▸ **SUPPLIED DATA**:
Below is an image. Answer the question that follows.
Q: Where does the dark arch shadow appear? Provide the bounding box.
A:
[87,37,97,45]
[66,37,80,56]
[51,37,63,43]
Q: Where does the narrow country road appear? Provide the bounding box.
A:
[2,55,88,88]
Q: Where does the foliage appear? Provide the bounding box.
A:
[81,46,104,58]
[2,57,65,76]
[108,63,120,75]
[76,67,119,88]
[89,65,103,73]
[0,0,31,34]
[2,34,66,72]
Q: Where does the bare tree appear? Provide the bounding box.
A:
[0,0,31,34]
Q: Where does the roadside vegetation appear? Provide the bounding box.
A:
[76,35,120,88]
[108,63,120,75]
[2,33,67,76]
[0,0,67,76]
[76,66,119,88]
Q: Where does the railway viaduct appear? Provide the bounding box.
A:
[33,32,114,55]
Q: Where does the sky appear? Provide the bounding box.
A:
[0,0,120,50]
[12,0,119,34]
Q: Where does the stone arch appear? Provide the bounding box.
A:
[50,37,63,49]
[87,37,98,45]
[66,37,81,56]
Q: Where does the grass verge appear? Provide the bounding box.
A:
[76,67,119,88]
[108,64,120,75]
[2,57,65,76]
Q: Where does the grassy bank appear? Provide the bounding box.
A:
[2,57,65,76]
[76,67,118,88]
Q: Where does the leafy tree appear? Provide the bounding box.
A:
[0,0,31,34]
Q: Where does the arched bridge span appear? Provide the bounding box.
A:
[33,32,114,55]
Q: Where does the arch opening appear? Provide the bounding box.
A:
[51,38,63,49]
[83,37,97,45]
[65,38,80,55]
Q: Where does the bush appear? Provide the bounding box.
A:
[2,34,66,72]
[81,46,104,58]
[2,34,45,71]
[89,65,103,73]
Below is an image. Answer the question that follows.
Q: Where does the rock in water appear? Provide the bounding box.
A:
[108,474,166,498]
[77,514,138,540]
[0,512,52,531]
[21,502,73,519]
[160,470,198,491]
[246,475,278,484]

▸ **WHAT IS BEING ASKED**:
Copy out every line of the entries from the line containing "Q: Where does the leafy" through the end of the entries, inclusive. Shift each bounding-box coordinate in the answers up by 103 and leave all other lines unchanged.

▸ **TASK RESPONSE**:
Q: Where does the leafy tree appear? Provide the bounding box.
A:
[103,103,134,137]
Q: Where does the arched bridge span appear? Provide the bounding box.
A:
[136,135,217,158]
Q: Where does the arch opening appear? Provide the bounding box.
A:
[154,141,166,152]
[186,140,200,148]
[168,141,183,158]
Q: Where does the bush appear? Provide the bounding box.
A:
[105,137,169,175]
[184,149,207,161]
[105,137,148,174]
[192,168,206,176]
Below is an image. Answer the question that follows.
Q: Where does the rock in water appear? Provide the bounding box.
A:
[211,577,269,601]
[180,617,241,643]
[103,615,155,634]
[124,605,176,622]
[263,573,301,594]
[349,578,381,587]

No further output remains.